§ DATA EXTRACT:

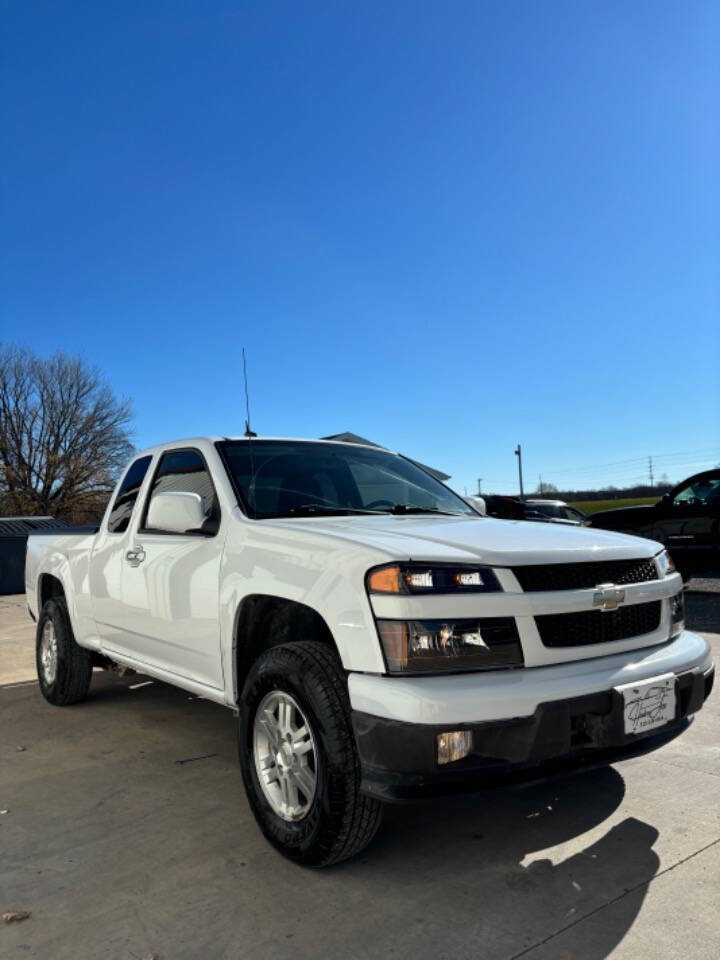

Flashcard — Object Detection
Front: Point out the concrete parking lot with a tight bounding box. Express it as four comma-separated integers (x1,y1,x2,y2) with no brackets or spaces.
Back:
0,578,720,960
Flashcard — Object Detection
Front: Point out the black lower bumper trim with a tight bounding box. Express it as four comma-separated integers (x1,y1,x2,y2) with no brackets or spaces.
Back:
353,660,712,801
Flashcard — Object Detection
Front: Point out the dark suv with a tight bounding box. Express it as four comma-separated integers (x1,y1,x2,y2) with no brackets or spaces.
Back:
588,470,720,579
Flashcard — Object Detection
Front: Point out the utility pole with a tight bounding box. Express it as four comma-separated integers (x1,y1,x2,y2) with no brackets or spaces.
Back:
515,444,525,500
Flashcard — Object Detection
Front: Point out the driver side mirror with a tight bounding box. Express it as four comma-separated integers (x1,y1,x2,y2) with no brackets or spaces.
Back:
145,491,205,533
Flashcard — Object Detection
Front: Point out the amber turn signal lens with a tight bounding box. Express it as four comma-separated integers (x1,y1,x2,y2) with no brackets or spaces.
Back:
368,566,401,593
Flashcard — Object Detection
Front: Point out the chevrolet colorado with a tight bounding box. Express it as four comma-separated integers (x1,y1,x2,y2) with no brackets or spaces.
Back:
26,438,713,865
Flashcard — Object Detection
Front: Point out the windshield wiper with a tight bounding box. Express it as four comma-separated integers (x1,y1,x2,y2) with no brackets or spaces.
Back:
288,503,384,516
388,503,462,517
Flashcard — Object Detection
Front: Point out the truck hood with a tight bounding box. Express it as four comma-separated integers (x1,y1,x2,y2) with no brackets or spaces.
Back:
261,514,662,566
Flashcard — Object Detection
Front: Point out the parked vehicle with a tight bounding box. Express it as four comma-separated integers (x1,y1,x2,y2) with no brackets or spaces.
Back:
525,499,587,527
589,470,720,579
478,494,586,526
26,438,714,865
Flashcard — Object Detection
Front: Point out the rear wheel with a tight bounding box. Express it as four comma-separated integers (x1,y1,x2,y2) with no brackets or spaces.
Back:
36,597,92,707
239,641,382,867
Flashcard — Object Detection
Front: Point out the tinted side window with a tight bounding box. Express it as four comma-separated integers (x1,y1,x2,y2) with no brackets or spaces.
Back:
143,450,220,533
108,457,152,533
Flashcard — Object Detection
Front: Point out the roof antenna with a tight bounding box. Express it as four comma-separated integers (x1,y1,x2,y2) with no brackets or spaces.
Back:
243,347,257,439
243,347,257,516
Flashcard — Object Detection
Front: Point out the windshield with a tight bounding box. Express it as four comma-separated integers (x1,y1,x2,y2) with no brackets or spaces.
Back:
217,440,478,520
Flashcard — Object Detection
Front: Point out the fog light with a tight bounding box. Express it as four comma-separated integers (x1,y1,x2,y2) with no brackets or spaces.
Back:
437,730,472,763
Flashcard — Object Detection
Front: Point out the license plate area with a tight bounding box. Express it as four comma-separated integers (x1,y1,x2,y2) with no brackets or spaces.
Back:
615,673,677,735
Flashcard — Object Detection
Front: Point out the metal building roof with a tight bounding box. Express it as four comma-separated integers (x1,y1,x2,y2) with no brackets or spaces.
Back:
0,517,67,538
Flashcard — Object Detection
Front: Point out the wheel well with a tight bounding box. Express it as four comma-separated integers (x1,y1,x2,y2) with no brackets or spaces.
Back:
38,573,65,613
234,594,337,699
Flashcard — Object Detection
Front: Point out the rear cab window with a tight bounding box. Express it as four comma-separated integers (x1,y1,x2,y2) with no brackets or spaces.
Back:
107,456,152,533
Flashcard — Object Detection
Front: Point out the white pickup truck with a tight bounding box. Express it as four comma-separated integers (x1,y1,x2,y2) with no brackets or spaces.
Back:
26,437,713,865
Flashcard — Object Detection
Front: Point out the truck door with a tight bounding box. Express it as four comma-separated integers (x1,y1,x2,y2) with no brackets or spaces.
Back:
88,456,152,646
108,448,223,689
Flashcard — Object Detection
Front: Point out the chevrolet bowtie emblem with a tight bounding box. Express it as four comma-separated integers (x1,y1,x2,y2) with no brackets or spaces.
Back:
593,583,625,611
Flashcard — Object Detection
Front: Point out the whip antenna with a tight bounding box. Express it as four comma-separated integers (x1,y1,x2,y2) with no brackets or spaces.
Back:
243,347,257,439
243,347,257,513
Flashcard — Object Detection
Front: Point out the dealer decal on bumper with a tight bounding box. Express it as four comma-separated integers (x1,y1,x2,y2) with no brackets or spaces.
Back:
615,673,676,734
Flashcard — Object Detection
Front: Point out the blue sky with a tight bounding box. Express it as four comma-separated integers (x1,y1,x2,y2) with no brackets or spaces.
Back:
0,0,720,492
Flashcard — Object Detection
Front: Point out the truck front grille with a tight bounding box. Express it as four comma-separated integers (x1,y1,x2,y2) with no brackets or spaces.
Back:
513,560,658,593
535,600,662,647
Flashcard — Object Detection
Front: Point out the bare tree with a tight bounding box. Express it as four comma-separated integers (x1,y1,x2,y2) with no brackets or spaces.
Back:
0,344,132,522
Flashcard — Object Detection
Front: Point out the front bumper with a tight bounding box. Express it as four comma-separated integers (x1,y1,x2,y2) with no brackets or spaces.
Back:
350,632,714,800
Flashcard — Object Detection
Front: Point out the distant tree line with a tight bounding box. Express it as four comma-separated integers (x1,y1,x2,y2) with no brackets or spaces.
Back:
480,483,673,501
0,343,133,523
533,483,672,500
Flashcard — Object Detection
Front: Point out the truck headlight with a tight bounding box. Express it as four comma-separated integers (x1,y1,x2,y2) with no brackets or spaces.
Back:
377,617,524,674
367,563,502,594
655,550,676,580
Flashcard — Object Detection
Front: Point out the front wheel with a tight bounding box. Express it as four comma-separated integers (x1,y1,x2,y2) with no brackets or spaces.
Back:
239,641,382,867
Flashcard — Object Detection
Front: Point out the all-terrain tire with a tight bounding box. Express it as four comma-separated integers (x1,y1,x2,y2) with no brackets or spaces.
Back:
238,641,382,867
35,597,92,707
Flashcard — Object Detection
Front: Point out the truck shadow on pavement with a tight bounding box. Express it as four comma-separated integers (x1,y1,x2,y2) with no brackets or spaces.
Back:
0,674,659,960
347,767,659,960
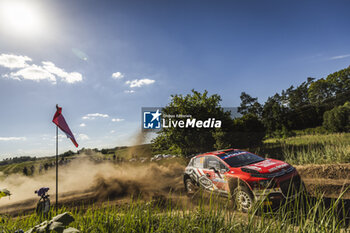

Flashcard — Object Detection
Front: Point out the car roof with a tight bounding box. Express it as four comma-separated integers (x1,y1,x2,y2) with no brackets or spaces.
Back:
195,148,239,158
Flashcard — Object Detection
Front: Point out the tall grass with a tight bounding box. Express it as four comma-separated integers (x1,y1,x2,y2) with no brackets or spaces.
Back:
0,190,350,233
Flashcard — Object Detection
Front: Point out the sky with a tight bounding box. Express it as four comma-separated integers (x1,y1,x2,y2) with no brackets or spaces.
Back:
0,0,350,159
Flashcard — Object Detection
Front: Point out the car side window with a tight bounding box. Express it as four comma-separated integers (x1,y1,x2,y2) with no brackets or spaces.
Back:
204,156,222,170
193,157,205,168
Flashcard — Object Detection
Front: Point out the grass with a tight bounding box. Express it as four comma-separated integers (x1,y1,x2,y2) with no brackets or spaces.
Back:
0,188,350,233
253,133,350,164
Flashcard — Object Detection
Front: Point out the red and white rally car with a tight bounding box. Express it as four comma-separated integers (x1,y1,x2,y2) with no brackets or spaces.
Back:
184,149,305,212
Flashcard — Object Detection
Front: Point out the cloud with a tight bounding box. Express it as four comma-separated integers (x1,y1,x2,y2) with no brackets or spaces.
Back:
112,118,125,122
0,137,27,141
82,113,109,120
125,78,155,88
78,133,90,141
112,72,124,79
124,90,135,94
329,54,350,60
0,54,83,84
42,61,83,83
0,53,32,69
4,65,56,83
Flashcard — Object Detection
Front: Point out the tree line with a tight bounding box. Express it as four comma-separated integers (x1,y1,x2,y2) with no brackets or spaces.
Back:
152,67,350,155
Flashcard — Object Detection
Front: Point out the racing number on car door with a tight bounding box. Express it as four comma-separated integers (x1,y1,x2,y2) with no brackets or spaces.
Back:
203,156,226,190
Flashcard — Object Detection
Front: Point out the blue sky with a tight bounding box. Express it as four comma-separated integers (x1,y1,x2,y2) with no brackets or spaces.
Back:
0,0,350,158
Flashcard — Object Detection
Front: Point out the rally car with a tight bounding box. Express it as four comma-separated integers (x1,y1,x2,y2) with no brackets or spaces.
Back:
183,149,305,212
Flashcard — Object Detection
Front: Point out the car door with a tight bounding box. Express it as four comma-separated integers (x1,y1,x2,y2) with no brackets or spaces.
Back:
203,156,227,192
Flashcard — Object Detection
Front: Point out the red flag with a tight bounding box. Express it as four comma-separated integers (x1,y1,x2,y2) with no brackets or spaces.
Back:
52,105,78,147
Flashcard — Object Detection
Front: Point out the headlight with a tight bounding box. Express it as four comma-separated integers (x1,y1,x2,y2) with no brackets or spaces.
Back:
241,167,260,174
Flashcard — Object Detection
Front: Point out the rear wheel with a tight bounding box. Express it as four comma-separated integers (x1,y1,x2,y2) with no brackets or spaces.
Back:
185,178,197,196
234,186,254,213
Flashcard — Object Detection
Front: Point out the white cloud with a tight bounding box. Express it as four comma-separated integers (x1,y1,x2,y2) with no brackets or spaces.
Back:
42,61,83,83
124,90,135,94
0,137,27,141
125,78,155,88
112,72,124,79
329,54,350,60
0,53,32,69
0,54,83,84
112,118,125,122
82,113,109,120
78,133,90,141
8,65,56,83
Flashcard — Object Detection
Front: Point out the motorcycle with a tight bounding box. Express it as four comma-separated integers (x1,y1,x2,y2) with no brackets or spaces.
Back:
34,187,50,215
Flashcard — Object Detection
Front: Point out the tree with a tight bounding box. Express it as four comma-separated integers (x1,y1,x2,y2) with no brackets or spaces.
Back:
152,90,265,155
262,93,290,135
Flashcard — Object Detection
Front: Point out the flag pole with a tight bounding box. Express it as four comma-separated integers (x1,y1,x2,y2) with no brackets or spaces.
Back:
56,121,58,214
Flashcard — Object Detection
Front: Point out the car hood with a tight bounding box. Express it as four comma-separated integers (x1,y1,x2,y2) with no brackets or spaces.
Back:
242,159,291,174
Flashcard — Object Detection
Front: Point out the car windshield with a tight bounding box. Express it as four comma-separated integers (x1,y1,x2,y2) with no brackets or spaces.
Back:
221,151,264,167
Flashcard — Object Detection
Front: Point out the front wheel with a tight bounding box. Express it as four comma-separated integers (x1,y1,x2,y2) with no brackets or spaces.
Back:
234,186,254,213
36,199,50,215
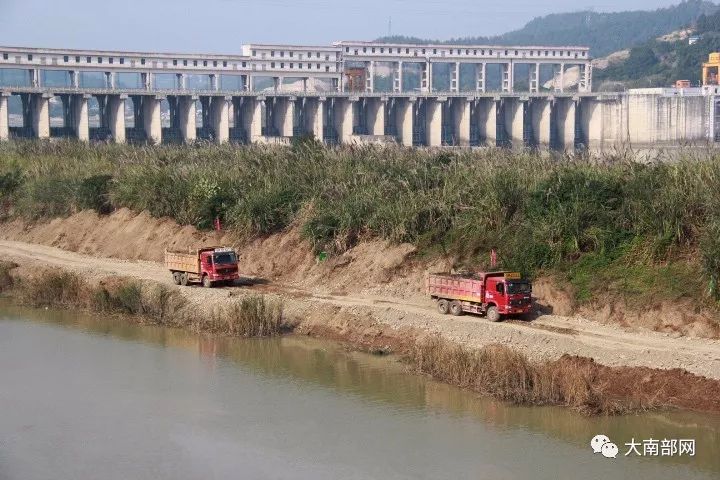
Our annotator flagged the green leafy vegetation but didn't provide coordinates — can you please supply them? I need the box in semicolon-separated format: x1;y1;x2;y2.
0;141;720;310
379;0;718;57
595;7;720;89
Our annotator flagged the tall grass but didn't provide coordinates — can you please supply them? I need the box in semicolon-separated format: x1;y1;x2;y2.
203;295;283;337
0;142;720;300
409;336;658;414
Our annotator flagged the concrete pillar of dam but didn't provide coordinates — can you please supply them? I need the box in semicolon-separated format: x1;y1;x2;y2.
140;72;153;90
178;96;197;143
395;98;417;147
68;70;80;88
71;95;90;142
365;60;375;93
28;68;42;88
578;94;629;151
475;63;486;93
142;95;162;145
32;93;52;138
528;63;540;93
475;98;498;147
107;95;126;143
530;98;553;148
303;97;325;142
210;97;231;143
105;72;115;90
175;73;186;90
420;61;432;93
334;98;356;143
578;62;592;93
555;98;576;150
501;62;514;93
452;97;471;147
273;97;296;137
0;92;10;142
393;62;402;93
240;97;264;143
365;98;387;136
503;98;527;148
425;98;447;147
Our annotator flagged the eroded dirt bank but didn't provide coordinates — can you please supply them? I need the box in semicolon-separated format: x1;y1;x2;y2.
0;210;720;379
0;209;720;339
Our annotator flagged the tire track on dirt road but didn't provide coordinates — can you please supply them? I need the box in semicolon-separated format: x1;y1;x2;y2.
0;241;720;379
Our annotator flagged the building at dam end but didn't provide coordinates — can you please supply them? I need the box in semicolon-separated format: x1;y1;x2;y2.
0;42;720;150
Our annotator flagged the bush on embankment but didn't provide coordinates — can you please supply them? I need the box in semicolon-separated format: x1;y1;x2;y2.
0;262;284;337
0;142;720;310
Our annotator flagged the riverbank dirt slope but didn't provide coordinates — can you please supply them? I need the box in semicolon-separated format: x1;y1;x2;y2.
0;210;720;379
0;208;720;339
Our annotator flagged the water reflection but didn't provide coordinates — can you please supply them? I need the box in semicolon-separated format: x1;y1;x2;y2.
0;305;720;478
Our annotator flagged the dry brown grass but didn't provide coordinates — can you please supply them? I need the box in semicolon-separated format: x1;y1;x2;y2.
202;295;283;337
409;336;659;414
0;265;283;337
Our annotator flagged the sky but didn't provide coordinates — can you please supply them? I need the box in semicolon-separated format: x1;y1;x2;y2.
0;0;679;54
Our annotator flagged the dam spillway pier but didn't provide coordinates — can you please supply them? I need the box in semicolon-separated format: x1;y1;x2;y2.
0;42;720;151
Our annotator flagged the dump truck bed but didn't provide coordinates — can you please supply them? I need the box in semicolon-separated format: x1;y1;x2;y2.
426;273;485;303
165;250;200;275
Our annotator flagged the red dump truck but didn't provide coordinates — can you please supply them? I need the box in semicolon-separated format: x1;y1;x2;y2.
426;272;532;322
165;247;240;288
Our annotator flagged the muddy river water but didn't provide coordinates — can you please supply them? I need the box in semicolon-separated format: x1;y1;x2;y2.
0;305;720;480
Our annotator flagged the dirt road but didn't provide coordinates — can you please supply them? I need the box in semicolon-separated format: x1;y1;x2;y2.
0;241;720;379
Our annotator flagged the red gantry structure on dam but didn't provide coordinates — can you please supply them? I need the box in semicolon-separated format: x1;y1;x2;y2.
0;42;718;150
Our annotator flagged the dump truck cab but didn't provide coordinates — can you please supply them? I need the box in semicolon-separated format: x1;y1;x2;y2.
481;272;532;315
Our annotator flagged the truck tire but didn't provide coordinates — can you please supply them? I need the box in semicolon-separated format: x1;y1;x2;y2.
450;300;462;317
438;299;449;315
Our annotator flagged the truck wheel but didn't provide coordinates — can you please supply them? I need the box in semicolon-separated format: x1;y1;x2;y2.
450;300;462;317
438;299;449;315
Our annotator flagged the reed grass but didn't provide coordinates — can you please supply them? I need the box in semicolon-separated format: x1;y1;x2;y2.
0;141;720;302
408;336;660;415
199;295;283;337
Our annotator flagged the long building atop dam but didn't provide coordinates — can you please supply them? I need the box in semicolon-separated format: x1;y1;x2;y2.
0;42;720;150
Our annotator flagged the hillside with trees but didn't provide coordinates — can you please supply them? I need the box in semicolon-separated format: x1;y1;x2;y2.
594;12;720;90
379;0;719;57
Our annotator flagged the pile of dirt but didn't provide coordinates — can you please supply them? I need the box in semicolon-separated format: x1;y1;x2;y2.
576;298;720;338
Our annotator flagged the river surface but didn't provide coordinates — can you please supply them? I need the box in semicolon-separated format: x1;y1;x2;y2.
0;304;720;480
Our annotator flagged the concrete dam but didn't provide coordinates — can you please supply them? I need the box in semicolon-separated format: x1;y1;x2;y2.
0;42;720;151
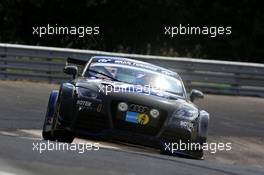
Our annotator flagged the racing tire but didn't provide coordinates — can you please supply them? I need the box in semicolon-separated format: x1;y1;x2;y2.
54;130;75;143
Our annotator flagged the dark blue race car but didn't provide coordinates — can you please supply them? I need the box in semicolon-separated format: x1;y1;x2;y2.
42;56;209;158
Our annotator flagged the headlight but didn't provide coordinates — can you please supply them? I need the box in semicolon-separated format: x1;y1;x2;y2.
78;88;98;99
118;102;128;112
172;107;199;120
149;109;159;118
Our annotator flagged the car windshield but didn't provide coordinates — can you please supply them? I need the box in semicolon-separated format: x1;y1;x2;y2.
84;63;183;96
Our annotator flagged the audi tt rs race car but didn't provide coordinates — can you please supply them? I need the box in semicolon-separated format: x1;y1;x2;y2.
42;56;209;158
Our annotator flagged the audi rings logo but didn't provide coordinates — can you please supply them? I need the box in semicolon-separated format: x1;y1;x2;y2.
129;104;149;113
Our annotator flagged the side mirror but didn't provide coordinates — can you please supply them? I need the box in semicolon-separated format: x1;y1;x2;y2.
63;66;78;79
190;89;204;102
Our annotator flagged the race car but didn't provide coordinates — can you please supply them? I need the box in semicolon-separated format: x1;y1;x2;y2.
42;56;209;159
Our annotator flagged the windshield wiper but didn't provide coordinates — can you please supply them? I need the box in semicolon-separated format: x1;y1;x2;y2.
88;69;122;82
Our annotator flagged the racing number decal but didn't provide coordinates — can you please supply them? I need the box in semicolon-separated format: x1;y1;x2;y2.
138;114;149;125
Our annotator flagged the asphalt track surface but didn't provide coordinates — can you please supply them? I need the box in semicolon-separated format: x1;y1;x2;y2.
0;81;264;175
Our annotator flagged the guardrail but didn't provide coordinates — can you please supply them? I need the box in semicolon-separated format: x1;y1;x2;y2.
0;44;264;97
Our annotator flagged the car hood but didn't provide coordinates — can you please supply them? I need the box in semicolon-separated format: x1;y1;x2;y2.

§ WRITTEN INSTRUCTION: Print these lines of the data again character for character: begin at the line that contains "Our annotator flagged the audi tt" and stop after the line that contains "42;56;209;159".

§ THE ANSWER:
Our annotator flagged the audi tt rs race car but didn't provide coordinates — can you please supply them? I need the box in semicolon-separated format: x1;y1;x2;y2.
42;56;209;158
Our annotator flagged the audi rings logo but didn't provide coordinates — can you please supply them? I need the box in semicolon-separated format: x1;y1;x2;y2.
129;104;149;113
Our annotator flagged the side mirror but didn't provide coordinates — can you please supply them? I need the box in semicolon-separated format: x1;y1;x2;y2.
63;66;78;79
190;89;204;102
Our annotator flagged the race car but didn't provide coordinates — can you please supply them? I need the box in semicolon-separated format: x1;y1;x2;y2.
42;56;209;159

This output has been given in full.